→ PROVIDED RECORDS
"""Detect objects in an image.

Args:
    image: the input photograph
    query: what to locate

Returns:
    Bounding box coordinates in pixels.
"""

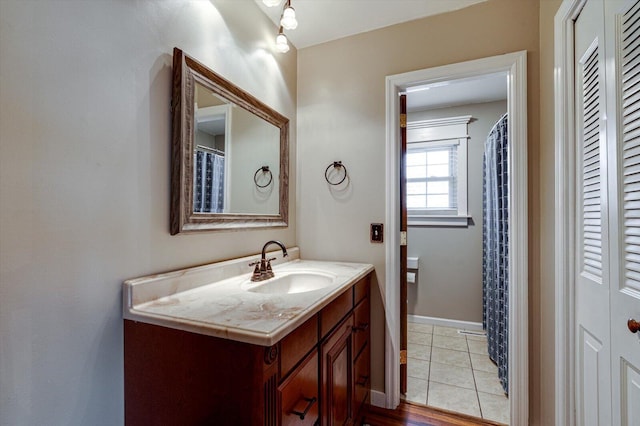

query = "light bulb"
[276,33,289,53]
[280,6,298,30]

→ THE REQUEST
Rewrite all the records above, replacing each occurrence of "query" with "target" and keeping everything else unchanged. Omit the pictures from your answer.

→ EXERCISE ANSWER
"""Detect objects in an image.

Args:
    image: the input photograph
    target: what to locate

Returns:
    Bounding box coordinates in pixels.
"""


target = "light bulb"
[276,33,289,53]
[280,6,298,30]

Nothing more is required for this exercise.